++++ Document segment

Saturday, April 28, 2007

Take Me Out To The Ball Game

Last week, I ALMOST caught a ball at the Yankees game. Two things happened that prevented my would-have-been magnificent catch:
1. I ducked (I really don't like fast balls coming near my head, but I still put my hand out and half expected to catch it anyway).
2. The ball curved at the last second and landed ions away from me.
Slightly relieved and VERY embarrassed that I assumed the duck-and-cover position, my friend consoled me, "Hey, it's not your fault you didn't catch the ball. It was impossible with that curve." Well, he was right. It certainly wasn't my fault that the ball didn't arrive right in the palm of my hand like I thought it should have-- it was the fault of science. More specifically, it was the fault of the ball's stitches and speed.
When I got home, of course I googled "curve balls" just so I could find an "official" reason why I didn't even come close to catching the ball. As it turns out, there have actually been a lot of studies on the curve ball situation. For example, back in 1959, Lyman Briggs, (former director at the National Institute of Standards and Technology) did a study to settle a ferocious dispute over how much a ball could curve over the course of 18 meters (the distance from the pitcher's mound to the home plate). I'm not sure what was "ferocious" about the dispute, but that's what the article said. In any case, Lyman found out that the amount of curve is determined NOT by the spin but rather by the speed of the ball.
One thing that affects the speed are the stitches. So in addition to fashion, these little notches also have a a function: they are a force of resistance as the ball goes whizzing through the air, ultimately causing the ball to slow down. The force of resistance is proportional to velocity because faster objects experience more drag. The curve depends on how the ball rotates through the air and at what speed it is going, as well as how the stitches form a "boundary layer" that reacts with the air around a moving ball. Still confused? Here's how the "Why Files" explain it:
"Consider a pitched ball rotating about a vertical axis and approaching the plate. Due to the rotation, one side is moving considerably faster through the air than the other side. The air will exert a greater force on that side, pushing the ball away from it -- toward the side with the slower relative motion. The result is a curve ball."

++++++++

- _Short problem A_
Pull out every line in the records below that contains the word "banner".

++++ Stored records

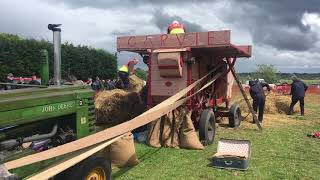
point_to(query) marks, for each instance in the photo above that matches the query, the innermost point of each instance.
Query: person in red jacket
(176, 28)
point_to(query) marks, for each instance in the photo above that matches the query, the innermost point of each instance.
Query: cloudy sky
(285, 33)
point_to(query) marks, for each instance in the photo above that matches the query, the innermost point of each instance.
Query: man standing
(127, 70)
(176, 28)
(298, 89)
(34, 80)
(258, 96)
(9, 80)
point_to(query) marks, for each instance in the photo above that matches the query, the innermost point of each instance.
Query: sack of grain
(154, 134)
(188, 136)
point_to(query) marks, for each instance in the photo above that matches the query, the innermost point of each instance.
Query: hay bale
(275, 104)
(117, 106)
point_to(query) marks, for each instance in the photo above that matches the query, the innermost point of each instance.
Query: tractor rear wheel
(207, 127)
(234, 116)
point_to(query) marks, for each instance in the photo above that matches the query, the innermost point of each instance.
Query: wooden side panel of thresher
(162, 86)
(223, 85)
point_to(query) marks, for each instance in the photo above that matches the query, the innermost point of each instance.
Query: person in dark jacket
(34, 80)
(9, 80)
(258, 96)
(298, 89)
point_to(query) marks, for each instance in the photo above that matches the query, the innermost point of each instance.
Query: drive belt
(152, 114)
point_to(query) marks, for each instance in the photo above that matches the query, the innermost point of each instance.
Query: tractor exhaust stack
(57, 52)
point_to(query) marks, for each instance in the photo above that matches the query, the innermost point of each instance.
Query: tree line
(22, 57)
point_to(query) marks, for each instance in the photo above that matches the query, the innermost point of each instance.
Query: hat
(294, 77)
(175, 22)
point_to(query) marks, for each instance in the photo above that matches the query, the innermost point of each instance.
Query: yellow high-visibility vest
(124, 68)
(177, 31)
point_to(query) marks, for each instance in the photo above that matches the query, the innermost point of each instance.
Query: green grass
(307, 81)
(278, 152)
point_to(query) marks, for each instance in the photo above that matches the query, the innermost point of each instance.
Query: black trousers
(259, 102)
(124, 78)
(294, 101)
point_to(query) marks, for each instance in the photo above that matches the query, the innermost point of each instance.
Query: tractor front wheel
(207, 127)
(93, 168)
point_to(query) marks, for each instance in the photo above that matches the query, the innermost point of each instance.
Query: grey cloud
(162, 20)
(122, 33)
(108, 4)
(269, 22)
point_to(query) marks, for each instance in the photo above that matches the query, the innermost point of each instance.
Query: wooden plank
(170, 41)
(69, 162)
(143, 119)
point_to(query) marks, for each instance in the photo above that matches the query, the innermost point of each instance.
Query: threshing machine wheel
(207, 127)
(234, 115)
(95, 167)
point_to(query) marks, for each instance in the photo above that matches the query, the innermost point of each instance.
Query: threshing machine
(177, 60)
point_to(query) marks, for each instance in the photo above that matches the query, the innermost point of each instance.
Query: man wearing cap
(298, 89)
(126, 70)
(9, 80)
(176, 28)
(258, 96)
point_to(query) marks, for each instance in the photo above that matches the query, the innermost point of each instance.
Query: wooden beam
(145, 118)
(69, 162)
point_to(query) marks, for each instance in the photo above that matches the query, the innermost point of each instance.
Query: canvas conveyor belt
(91, 144)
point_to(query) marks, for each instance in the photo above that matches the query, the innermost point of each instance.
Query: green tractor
(39, 118)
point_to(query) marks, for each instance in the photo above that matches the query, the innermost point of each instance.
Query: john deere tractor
(39, 118)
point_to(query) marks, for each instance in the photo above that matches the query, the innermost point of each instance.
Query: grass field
(307, 81)
(281, 151)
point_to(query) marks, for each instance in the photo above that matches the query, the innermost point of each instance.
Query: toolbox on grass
(232, 154)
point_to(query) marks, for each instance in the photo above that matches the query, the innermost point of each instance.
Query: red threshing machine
(176, 61)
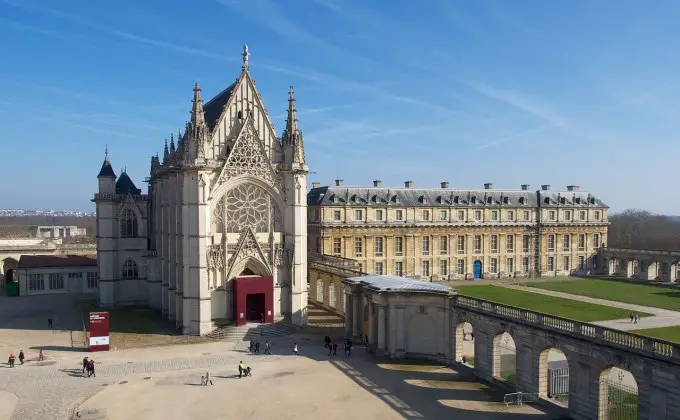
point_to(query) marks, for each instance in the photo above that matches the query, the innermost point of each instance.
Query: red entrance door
(253, 299)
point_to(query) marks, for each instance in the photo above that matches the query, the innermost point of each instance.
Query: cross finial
(245, 55)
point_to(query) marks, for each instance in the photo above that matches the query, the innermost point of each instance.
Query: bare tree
(639, 229)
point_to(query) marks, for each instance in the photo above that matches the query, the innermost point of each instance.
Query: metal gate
(622, 401)
(558, 382)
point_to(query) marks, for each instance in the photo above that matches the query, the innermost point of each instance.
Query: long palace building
(450, 234)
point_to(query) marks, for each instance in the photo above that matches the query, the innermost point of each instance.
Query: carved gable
(248, 156)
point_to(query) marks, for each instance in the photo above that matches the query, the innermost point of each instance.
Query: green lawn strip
(663, 333)
(565, 308)
(663, 297)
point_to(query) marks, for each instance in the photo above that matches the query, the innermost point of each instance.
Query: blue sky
(541, 92)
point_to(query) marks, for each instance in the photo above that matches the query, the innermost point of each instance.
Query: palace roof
(388, 283)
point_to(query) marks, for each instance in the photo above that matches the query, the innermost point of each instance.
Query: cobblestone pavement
(53, 391)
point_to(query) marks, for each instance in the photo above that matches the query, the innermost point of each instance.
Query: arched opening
(465, 344)
(553, 376)
(504, 358)
(618, 395)
(477, 269)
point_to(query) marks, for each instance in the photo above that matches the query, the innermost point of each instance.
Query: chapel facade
(221, 235)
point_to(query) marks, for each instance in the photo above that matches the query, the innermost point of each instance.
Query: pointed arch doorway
(253, 298)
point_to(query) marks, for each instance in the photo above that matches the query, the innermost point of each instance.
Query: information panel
(99, 331)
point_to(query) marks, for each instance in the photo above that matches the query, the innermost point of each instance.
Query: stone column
(382, 325)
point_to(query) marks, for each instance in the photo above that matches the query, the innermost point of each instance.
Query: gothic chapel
(222, 234)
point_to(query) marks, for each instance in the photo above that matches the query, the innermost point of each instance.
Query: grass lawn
(637, 294)
(663, 333)
(566, 308)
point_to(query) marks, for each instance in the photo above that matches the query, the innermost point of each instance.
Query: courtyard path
(660, 318)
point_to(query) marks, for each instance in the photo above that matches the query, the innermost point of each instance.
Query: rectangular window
(426, 269)
(443, 268)
(36, 282)
(358, 247)
(443, 245)
(510, 243)
(56, 281)
(92, 280)
(526, 241)
(378, 246)
(426, 245)
(398, 246)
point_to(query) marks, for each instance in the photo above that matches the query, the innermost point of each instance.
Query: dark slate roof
(55, 261)
(106, 171)
(213, 108)
(390, 283)
(124, 185)
(432, 197)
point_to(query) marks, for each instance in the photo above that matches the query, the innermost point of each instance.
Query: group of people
(12, 358)
(88, 366)
(255, 347)
(634, 317)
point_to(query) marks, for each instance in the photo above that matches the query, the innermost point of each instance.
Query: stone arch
(553, 374)
(618, 394)
(465, 338)
(504, 357)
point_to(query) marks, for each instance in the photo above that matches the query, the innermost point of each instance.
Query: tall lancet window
(130, 270)
(128, 224)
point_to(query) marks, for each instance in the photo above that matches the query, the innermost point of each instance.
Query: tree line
(639, 229)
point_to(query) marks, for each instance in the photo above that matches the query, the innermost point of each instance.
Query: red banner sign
(99, 331)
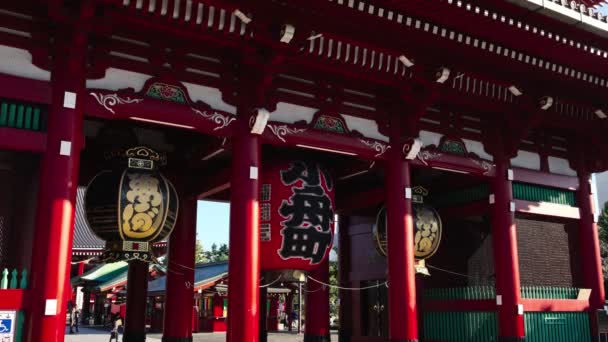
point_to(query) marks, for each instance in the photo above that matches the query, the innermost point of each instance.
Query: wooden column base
(316, 338)
(176, 339)
(134, 337)
(263, 335)
(344, 336)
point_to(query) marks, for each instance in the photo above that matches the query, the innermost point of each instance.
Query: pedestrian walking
(73, 320)
(117, 324)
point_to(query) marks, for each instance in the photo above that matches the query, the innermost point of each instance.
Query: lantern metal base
(287, 276)
(316, 338)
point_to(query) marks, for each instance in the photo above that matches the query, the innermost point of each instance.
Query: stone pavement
(96, 335)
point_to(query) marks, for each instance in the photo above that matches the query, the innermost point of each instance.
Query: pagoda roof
(102, 273)
(205, 275)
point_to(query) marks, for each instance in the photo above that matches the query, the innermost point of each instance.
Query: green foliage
(334, 306)
(603, 233)
(214, 255)
(199, 253)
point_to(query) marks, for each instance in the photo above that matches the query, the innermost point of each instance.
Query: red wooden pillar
(273, 314)
(590, 249)
(177, 325)
(506, 259)
(244, 263)
(289, 310)
(57, 189)
(402, 314)
(263, 315)
(137, 294)
(345, 314)
(316, 327)
(81, 268)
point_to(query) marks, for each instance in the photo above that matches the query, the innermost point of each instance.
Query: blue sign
(6, 325)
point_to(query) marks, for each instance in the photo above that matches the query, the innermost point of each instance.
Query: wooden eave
(463, 59)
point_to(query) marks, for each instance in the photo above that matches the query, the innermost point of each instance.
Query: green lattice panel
(460, 293)
(21, 116)
(557, 326)
(537, 193)
(460, 326)
(547, 292)
(461, 196)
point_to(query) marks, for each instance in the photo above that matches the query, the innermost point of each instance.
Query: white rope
(448, 271)
(271, 283)
(348, 288)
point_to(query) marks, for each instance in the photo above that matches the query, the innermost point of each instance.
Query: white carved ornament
(425, 156)
(110, 100)
(485, 165)
(221, 120)
(283, 130)
(377, 146)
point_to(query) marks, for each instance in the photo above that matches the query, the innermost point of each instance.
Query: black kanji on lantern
(309, 213)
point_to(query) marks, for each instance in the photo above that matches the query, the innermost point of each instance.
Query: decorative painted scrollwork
(377, 146)
(280, 131)
(221, 120)
(425, 156)
(110, 100)
(485, 165)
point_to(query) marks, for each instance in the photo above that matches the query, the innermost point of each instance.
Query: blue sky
(212, 222)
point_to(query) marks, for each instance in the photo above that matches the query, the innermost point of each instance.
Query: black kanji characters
(307, 229)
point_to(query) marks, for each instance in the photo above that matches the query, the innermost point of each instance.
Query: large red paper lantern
(296, 215)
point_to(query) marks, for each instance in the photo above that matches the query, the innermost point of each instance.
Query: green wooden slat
(36, 120)
(19, 321)
(12, 112)
(3, 114)
(27, 124)
(537, 193)
(19, 118)
(557, 326)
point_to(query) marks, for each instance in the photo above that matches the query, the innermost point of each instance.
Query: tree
(217, 254)
(199, 253)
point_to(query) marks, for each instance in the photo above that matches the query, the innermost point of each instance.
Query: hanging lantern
(296, 215)
(427, 229)
(131, 207)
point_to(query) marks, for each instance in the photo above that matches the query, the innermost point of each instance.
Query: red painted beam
(14, 299)
(122, 105)
(546, 209)
(351, 202)
(555, 305)
(303, 136)
(546, 179)
(530, 305)
(469, 209)
(461, 305)
(21, 140)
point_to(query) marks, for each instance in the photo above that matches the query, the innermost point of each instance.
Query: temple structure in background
(453, 142)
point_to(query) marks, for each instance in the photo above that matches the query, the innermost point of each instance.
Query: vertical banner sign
(7, 326)
(297, 215)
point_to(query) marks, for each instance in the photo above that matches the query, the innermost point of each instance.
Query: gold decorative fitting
(418, 194)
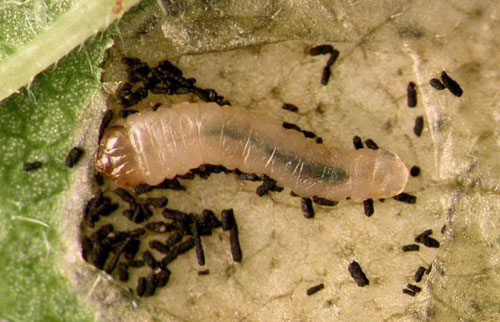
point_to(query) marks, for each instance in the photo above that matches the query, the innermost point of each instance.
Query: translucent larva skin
(149, 147)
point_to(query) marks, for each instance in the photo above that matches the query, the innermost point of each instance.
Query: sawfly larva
(151, 146)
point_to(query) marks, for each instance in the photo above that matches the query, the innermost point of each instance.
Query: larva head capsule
(116, 158)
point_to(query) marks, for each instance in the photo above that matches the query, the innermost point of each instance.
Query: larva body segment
(150, 146)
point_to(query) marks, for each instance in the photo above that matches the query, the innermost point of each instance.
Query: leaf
(36, 34)
(38, 124)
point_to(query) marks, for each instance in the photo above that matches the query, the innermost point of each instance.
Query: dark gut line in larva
(175, 245)
(310, 169)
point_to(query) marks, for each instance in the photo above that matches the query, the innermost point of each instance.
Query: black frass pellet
(73, 157)
(141, 286)
(106, 119)
(357, 274)
(118, 252)
(325, 76)
(291, 126)
(414, 288)
(131, 61)
(436, 83)
(411, 95)
(200, 254)
(228, 220)
(136, 263)
(324, 202)
(156, 202)
(370, 144)
(86, 248)
(314, 289)
(159, 246)
(173, 239)
(356, 141)
(267, 185)
(32, 166)
(411, 248)
(172, 184)
(419, 274)
(136, 213)
(307, 207)
(368, 207)
(451, 84)
(290, 107)
(149, 259)
(185, 246)
(406, 198)
(123, 272)
(209, 220)
(419, 125)
(414, 171)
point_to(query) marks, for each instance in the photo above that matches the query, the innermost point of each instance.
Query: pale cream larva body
(150, 146)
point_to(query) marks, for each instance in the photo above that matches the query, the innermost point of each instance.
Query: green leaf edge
(83, 20)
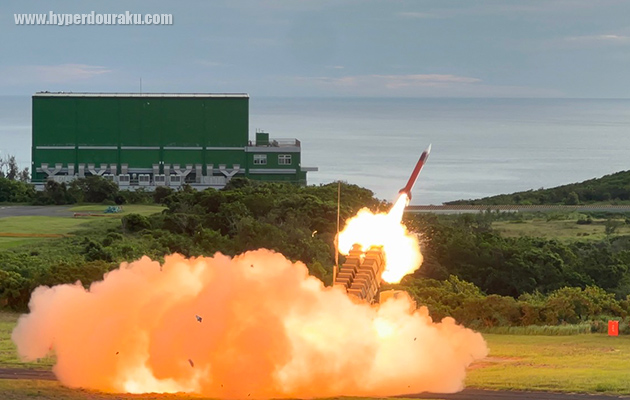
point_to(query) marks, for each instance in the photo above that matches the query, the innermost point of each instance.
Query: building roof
(83, 94)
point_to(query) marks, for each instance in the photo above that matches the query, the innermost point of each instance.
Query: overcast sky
(546, 48)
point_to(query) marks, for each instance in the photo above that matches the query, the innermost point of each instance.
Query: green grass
(8, 242)
(143, 209)
(64, 224)
(581, 363)
(38, 224)
(553, 330)
(558, 229)
(593, 363)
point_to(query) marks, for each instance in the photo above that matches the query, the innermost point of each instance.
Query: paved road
(17, 373)
(45, 211)
(466, 394)
(478, 209)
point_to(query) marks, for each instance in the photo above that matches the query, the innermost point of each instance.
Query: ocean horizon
(481, 146)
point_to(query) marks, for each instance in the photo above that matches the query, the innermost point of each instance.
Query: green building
(144, 140)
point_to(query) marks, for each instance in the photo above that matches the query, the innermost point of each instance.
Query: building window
(284, 159)
(260, 159)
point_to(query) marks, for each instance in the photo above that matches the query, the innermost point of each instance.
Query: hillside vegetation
(471, 271)
(609, 188)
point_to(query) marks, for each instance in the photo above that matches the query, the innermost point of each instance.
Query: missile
(416, 171)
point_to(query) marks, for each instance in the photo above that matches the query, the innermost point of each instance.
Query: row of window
(261, 159)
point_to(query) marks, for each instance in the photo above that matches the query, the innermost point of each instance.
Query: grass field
(62, 225)
(593, 363)
(580, 363)
(559, 229)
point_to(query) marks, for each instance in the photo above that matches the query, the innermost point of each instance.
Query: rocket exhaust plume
(219, 327)
(402, 252)
(255, 326)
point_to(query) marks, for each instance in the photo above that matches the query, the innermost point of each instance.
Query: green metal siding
(272, 160)
(137, 122)
(227, 124)
(54, 122)
(227, 157)
(183, 157)
(97, 122)
(140, 158)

++++++++

- _Short problem B_
Carry on the blog post about curve balls above from where it stops.

- _Expected output A_
Query: red banner sign
Query: vertical banner sign

- _Expected output B_
I find this stuff interesting, but not at all reassuring, so I plan on assuming my duck-and-cover position at the next game too. Maybe one of the players will (slowly) throw me a helmet. Honestly, with all those fast balls flying into the bleachers, it's not a bad idea. Unless you're a total math geek, you'll never be able to calculate the curve of a ball as it comes at your head. Science gives you an excuse for not catching the ball, but it's really no help otherwise. Baseball fans, the moral of the story is to protect your noggin. Wear a helmet.

1 comment:

Dennis Ogburn said...

The ball landed ions away from you? Ions are very small, many millions could fit on the head of a pin. Unless the ions in question were in the upper atmosphere of course, but then the ball would have been nowhere in sight.

I'm guessing that the ball would be positively charged, losing electrons as it zoomed through the air, and so would be attracted to any group of negative ions nearby. Considering the Yankees' record this year, that could have been in lots of places in the stadium....